TO DO — Return the data exactly, but only from the line containing "Find the rock" through its last line.

- - - - - - -

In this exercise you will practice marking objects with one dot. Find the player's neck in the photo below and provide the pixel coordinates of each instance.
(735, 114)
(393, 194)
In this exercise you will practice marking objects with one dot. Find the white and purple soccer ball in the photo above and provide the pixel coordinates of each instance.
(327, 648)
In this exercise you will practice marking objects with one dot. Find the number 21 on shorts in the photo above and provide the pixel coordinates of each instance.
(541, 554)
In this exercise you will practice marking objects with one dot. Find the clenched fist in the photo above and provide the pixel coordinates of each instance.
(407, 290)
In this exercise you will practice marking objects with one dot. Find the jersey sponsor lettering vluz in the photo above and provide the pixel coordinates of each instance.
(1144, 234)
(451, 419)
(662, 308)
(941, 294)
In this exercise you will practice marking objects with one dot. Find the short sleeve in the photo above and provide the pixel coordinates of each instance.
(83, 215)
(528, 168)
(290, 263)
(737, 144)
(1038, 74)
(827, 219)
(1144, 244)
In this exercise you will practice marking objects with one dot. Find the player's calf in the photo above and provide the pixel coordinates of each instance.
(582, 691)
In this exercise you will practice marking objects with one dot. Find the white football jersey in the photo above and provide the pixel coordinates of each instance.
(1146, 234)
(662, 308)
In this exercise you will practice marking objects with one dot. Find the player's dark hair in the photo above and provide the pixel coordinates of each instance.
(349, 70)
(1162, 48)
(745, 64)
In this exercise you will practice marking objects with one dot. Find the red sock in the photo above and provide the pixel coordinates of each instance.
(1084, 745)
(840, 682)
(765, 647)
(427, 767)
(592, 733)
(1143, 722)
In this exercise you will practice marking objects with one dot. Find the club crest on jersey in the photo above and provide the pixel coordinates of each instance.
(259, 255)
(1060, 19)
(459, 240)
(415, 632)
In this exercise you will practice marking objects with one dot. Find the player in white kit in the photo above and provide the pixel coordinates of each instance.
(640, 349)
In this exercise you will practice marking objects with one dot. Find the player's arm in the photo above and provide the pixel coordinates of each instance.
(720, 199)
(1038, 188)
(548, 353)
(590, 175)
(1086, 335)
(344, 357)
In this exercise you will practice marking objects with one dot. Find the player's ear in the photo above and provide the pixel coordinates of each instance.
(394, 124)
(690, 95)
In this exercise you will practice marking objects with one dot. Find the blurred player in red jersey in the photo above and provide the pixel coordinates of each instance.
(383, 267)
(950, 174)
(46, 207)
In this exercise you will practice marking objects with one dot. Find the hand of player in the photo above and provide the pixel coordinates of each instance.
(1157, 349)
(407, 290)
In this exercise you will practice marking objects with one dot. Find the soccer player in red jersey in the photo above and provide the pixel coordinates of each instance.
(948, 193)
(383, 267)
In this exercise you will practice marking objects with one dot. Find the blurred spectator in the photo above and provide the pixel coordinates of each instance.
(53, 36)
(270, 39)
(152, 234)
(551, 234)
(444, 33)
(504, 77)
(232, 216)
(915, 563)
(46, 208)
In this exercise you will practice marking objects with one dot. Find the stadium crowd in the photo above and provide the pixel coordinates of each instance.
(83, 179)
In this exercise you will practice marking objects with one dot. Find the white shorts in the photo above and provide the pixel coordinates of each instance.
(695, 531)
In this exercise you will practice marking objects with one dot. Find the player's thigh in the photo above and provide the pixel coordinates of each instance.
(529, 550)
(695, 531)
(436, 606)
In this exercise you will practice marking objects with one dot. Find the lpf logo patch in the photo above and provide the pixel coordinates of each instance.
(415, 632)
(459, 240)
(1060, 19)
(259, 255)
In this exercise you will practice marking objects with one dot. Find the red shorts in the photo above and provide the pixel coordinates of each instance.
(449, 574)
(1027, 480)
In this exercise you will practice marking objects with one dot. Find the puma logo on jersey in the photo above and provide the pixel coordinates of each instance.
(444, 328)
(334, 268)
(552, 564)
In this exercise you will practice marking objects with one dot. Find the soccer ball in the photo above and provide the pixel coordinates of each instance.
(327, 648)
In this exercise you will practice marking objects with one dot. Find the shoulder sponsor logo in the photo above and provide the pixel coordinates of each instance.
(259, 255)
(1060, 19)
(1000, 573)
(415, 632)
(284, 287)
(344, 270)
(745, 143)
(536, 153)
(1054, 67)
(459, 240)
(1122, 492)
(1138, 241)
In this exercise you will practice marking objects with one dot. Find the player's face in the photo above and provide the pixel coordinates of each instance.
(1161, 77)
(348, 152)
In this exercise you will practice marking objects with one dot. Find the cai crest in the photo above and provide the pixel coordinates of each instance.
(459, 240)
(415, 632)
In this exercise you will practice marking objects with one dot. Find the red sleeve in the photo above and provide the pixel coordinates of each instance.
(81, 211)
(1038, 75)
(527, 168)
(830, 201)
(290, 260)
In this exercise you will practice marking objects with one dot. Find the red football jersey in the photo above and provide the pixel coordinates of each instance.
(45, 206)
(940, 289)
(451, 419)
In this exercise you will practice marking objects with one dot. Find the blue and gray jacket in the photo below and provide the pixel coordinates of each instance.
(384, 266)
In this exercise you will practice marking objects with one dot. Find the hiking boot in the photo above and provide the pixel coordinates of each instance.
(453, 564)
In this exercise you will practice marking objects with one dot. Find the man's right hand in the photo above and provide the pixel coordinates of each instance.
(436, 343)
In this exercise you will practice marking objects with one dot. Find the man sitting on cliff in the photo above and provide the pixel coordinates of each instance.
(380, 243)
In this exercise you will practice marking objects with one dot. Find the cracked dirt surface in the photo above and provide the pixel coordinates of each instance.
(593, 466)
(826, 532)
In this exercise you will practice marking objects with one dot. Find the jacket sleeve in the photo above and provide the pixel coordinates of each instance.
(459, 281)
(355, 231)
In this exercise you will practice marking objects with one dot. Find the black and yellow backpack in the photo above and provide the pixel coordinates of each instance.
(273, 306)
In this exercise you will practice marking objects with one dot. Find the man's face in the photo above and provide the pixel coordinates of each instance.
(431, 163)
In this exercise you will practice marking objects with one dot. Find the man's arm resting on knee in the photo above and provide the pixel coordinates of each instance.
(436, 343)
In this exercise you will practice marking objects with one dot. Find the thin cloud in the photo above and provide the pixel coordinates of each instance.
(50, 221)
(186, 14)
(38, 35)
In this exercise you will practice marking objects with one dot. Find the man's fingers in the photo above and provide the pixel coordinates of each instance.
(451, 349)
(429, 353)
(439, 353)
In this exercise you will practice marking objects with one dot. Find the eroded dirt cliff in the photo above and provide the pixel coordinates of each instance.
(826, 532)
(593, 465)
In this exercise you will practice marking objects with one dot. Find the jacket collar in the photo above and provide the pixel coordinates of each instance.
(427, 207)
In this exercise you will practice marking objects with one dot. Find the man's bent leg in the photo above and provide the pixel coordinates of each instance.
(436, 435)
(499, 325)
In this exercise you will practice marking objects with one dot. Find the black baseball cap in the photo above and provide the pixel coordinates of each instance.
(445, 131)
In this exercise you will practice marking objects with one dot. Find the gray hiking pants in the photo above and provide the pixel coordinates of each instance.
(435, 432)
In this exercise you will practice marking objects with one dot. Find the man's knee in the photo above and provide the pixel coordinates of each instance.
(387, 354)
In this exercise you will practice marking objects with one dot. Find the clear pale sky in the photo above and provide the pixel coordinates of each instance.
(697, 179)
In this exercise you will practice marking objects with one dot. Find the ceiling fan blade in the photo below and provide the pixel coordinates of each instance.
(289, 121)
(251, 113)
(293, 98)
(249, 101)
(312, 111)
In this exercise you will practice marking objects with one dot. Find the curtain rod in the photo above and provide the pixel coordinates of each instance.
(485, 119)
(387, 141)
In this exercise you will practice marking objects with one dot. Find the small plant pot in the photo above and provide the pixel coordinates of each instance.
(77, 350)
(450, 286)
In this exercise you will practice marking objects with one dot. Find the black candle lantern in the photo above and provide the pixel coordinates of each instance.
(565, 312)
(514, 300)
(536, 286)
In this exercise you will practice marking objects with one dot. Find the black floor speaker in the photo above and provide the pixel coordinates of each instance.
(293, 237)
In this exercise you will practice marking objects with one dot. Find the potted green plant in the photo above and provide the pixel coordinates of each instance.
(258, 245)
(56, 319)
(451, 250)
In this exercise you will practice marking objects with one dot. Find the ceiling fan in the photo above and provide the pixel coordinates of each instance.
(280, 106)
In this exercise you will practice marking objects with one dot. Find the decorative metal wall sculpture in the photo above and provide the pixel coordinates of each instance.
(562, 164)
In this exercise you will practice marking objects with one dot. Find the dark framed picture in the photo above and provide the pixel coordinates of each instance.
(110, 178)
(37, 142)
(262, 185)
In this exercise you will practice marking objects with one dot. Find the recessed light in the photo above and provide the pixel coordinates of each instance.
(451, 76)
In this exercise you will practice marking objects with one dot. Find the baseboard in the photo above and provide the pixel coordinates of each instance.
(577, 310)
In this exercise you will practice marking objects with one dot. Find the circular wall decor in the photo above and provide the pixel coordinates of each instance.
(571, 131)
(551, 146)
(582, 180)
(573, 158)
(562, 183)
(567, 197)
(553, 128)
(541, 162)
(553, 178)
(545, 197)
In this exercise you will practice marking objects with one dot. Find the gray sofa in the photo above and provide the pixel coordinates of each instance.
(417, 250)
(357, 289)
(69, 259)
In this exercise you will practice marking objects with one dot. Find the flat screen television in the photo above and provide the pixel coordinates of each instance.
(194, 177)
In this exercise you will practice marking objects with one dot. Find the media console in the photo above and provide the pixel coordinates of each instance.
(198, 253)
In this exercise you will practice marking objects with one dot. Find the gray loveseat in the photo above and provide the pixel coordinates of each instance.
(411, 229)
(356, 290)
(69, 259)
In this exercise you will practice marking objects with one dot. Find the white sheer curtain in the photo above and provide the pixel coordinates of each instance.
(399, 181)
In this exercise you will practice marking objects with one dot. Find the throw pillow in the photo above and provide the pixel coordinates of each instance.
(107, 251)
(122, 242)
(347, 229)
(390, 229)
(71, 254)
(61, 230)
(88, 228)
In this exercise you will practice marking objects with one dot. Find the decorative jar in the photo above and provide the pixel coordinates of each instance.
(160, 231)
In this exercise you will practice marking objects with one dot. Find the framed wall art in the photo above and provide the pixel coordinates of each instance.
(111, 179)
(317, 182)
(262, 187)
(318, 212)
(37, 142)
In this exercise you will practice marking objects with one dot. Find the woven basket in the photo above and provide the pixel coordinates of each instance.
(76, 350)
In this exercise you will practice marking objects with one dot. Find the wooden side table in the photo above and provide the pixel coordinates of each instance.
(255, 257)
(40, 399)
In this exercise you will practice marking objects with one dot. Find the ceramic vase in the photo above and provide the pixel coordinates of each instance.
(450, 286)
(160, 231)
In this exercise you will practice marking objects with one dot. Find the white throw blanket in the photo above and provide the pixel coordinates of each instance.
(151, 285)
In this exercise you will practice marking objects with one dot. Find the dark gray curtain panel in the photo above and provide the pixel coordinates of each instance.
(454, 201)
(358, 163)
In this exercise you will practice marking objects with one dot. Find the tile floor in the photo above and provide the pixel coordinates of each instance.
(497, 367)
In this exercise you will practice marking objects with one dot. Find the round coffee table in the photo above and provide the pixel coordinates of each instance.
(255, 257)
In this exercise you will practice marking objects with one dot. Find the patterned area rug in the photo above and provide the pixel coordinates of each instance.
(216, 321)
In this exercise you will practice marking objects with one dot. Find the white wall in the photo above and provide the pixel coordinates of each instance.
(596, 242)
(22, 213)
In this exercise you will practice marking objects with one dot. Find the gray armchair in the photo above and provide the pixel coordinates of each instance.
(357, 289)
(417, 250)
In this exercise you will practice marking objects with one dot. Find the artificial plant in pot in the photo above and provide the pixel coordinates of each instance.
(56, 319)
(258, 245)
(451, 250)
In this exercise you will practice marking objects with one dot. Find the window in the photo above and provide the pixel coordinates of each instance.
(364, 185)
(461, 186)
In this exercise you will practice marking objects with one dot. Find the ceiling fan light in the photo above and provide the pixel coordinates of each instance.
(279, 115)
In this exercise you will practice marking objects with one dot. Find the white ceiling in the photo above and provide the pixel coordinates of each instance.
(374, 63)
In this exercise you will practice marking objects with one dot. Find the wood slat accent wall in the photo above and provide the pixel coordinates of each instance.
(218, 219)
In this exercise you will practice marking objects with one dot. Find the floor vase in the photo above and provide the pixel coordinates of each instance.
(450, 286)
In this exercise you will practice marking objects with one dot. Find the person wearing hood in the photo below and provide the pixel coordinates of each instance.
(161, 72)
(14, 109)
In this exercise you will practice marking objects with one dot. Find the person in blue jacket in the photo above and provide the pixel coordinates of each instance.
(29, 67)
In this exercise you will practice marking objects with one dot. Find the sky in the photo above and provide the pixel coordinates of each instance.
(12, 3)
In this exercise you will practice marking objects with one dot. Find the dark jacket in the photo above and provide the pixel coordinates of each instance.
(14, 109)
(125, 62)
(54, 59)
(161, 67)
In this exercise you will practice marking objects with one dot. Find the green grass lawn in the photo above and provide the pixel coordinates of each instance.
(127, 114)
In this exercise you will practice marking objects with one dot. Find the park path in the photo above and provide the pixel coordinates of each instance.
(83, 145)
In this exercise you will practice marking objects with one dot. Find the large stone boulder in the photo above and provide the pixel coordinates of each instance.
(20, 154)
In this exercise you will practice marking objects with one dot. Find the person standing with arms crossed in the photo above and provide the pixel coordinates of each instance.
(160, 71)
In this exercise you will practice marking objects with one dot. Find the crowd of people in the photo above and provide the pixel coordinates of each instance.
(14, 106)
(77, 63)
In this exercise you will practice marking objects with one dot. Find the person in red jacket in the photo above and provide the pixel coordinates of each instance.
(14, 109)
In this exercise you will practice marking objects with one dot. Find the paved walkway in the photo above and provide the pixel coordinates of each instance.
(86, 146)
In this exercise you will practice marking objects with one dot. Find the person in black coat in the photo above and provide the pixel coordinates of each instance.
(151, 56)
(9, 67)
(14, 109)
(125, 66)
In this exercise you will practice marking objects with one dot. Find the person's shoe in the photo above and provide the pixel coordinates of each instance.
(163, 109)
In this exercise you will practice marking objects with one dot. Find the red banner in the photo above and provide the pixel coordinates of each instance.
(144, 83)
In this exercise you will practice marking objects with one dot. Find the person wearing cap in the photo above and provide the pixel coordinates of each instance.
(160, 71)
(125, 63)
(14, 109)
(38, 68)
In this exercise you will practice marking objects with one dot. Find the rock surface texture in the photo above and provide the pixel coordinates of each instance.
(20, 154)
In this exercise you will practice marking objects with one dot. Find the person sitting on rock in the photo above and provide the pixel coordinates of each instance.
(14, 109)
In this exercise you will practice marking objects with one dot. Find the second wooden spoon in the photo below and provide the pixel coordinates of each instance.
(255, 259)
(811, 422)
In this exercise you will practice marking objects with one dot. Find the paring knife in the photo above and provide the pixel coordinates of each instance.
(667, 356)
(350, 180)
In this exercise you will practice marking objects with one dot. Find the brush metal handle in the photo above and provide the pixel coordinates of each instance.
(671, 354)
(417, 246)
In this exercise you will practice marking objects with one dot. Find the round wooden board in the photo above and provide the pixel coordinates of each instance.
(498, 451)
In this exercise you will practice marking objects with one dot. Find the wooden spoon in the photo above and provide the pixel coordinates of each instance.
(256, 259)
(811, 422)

- - - - - - -

ANSWER BELOW —
In this exercise you will practice marking objects with one dot. Find the rock surface texture in the photo above and provide the pixel coordinates of each instance.
(20, 154)
In this exercise you will practice marking objects with one dot. Find the person sitting on rock in the photo above and provide the pixel coordinates of each instance.
(14, 109)
In this exercise you will practice marking objects with one dot. Find the second wooden spoon in the photo below and provide the pixel coordinates of each instance.
(255, 259)
(811, 422)
In this exercise you will practice marking objects with one dot. Find the paring knife in the photo above and provide the pixel coordinates of each instance.
(667, 356)
(350, 180)
In this exercise you will practice marking objects with one dot. Find the brush metal handle in the photo above and provide the pixel coordinates of each instance.
(671, 354)
(417, 246)
In this exercise you will practice marking objects with one dot. Find the round wooden board in the photo above and provide the pixel coordinates of each instance.
(498, 451)
In this exercise you will practice marking objects with one dot. Find the wooden spoon in the photo above and provide the pixel coordinates of each instance.
(256, 259)
(811, 422)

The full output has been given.